▶ _YOUR TASK_: Convert the part of the records that opens with the line containing "BATCH SPEC — Class: small rock" and closes with the line containing "49 76 80 148" into a two-column CSV with the columns record_text and answer. Give one row per record, with each value in a single quoted field and line breaks replaced by spaces.

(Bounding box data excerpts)
· · · · · · ·

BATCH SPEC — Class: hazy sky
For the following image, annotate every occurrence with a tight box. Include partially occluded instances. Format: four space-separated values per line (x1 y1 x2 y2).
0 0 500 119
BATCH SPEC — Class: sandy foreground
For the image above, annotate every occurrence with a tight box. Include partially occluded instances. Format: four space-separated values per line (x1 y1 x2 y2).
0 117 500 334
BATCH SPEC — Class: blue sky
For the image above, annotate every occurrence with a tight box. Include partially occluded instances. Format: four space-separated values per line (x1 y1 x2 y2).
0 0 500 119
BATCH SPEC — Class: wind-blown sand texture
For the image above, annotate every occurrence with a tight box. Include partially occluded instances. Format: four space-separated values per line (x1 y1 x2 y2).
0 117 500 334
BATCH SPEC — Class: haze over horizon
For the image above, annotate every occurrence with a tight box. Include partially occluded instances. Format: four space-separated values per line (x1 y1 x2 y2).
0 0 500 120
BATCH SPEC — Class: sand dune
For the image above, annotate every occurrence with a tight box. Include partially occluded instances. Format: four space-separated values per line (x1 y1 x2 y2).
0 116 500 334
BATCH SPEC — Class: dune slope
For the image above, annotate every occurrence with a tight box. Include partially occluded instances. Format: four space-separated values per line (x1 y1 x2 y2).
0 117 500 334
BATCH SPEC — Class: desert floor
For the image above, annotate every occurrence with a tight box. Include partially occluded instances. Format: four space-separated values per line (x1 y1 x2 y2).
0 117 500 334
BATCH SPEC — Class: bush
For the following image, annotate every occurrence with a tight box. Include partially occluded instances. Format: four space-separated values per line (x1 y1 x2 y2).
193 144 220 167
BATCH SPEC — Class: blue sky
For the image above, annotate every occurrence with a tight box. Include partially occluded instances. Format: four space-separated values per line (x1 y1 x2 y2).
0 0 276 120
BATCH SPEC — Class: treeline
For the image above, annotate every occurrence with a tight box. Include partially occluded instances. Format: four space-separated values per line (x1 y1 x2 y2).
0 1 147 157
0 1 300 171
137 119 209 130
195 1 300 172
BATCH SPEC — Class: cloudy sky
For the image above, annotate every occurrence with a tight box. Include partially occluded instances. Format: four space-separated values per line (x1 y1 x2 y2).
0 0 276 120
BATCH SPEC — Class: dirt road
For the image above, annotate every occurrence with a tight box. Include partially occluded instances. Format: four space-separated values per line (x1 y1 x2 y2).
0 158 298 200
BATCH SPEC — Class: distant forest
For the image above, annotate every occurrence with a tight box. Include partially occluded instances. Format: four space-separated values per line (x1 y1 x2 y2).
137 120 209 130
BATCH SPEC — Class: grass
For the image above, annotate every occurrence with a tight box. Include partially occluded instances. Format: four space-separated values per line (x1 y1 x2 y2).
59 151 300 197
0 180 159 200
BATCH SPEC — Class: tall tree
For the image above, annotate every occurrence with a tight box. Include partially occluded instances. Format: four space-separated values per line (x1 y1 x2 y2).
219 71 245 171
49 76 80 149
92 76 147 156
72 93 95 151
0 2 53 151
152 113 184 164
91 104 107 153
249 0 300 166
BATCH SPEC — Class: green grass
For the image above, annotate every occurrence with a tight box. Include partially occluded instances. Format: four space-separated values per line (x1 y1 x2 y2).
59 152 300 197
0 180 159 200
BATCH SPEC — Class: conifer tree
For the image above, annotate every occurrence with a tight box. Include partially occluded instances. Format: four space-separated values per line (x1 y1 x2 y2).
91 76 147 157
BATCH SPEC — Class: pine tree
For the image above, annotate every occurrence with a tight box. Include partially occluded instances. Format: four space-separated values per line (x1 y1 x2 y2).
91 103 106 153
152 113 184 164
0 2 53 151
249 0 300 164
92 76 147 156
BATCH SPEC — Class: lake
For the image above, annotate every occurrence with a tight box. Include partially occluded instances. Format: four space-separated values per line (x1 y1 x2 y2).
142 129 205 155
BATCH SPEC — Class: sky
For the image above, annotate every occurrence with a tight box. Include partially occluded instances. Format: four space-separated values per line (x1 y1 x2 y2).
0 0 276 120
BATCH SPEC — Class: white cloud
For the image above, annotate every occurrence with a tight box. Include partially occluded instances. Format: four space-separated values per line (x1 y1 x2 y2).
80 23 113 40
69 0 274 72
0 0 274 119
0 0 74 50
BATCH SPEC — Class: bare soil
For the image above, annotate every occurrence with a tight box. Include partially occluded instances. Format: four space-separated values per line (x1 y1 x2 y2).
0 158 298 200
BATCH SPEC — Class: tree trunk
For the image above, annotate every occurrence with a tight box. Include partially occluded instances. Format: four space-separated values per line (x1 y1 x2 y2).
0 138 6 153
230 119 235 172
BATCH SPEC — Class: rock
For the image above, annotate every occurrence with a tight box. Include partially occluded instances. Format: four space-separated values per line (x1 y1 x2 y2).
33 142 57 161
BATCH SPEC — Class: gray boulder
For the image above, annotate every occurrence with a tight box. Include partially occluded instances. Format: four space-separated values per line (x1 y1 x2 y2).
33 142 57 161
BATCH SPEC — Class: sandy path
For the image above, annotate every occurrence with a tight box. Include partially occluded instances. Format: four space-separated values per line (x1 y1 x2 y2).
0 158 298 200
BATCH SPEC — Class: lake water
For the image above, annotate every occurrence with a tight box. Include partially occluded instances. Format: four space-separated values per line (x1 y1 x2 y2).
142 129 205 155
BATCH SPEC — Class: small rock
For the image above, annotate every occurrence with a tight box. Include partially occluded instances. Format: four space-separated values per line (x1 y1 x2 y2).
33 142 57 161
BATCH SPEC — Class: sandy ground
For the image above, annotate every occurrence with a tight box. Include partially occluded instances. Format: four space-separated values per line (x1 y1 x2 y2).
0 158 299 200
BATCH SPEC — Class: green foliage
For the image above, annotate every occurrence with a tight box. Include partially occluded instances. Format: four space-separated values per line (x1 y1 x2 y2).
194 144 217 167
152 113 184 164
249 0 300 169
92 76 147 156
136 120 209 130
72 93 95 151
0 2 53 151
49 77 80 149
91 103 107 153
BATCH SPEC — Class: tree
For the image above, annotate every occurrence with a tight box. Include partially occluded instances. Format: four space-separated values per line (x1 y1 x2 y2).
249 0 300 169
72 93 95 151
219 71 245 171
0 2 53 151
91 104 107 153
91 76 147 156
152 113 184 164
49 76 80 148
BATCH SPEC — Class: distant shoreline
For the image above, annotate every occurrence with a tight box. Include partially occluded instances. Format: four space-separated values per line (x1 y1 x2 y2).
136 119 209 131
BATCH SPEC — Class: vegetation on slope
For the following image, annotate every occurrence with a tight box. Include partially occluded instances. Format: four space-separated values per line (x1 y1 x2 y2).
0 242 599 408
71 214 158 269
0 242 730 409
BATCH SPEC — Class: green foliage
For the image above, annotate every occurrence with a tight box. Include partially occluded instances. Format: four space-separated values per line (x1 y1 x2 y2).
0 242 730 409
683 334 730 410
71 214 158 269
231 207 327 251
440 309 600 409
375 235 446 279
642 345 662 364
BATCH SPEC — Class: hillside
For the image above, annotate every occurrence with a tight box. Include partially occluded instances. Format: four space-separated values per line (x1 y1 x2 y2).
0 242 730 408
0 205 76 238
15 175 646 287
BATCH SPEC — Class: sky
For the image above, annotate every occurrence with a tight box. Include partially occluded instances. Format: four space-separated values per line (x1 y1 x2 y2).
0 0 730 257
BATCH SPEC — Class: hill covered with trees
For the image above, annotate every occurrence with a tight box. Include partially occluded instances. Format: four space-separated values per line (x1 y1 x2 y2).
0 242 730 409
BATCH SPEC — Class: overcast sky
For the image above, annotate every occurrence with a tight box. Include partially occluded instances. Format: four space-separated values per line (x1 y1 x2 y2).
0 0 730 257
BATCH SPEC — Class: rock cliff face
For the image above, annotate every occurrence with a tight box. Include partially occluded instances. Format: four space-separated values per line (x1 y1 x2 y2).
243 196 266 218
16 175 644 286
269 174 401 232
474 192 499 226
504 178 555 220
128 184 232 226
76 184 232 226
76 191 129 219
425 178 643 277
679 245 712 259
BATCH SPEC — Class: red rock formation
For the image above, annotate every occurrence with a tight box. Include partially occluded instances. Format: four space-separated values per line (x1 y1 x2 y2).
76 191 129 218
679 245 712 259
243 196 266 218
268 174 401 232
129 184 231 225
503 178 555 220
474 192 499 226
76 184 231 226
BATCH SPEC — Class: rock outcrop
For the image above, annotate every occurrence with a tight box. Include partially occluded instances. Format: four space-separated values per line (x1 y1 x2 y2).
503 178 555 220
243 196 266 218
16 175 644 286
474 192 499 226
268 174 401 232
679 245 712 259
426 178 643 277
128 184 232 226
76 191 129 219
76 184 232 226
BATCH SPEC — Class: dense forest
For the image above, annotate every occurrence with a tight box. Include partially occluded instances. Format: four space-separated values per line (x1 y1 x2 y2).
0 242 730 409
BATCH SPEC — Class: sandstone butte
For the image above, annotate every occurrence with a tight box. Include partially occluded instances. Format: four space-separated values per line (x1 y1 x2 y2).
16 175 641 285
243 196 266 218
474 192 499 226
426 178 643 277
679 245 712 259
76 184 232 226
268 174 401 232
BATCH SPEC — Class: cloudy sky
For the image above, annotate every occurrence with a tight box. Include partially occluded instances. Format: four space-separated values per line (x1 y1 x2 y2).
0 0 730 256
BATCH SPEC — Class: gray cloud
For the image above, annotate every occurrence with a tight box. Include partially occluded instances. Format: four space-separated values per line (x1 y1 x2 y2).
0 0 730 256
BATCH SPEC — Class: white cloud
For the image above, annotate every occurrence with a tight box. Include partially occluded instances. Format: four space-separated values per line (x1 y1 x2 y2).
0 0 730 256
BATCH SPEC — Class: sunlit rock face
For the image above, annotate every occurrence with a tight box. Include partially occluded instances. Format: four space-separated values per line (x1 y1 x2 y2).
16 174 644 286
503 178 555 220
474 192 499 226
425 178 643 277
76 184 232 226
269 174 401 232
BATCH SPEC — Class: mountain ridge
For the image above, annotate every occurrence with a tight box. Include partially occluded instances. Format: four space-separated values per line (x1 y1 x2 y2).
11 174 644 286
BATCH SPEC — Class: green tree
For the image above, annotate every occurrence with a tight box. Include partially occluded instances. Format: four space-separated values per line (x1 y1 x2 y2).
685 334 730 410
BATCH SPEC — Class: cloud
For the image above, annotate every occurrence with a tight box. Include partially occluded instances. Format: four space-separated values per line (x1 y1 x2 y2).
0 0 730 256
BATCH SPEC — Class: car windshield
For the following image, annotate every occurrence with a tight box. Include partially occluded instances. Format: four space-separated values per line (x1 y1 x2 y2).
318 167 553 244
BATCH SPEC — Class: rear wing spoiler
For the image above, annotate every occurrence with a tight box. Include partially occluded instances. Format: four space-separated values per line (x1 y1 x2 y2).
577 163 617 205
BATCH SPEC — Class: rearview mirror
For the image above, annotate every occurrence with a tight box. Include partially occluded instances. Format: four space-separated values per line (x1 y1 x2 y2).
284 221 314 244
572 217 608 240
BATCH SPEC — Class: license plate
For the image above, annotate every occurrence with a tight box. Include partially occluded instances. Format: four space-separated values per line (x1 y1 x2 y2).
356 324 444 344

· · · · · · ·

▶ _RESULT OF THIS TASK_:
record_text,answer
"BATCH SPEC — Class: small rock For the image above, annotate every occurrence with a tight box. Include partially occluded instances. Format: four space-separated values per line (x1 y1 x2 y2).","33 142 57 161"
"BATCH SPEC — Class: sandy ground For the image above, annotate every occurrence with a tight box. Include partially occluded instances. Format: four space-separated values per line (x1 y1 x2 y2).","0 158 299 200"
"BATCH SPEC — Class: green foliage For the image above, annotate every occurrence with a tight box. Include partially occluded instances. Format: four space-separated values per line (x1 y1 x2 y2).","194 144 217 167 152 113 184 164 249 0 300 169 92 76 147 156 136 120 209 130 72 93 95 151 0 2 53 151 49 77 80 149 91 103 107 153"
"BATCH SPEC — Class: tree For the image above, annotate every occurrence with a tight box. Include partially occluded instances. Format: four space-separated values per line (x1 y1 x2 y2).","249 0 300 169 72 93 95 151 219 71 245 171 0 2 53 151 91 104 107 153 91 76 147 156 152 113 184 164 49 76 80 148"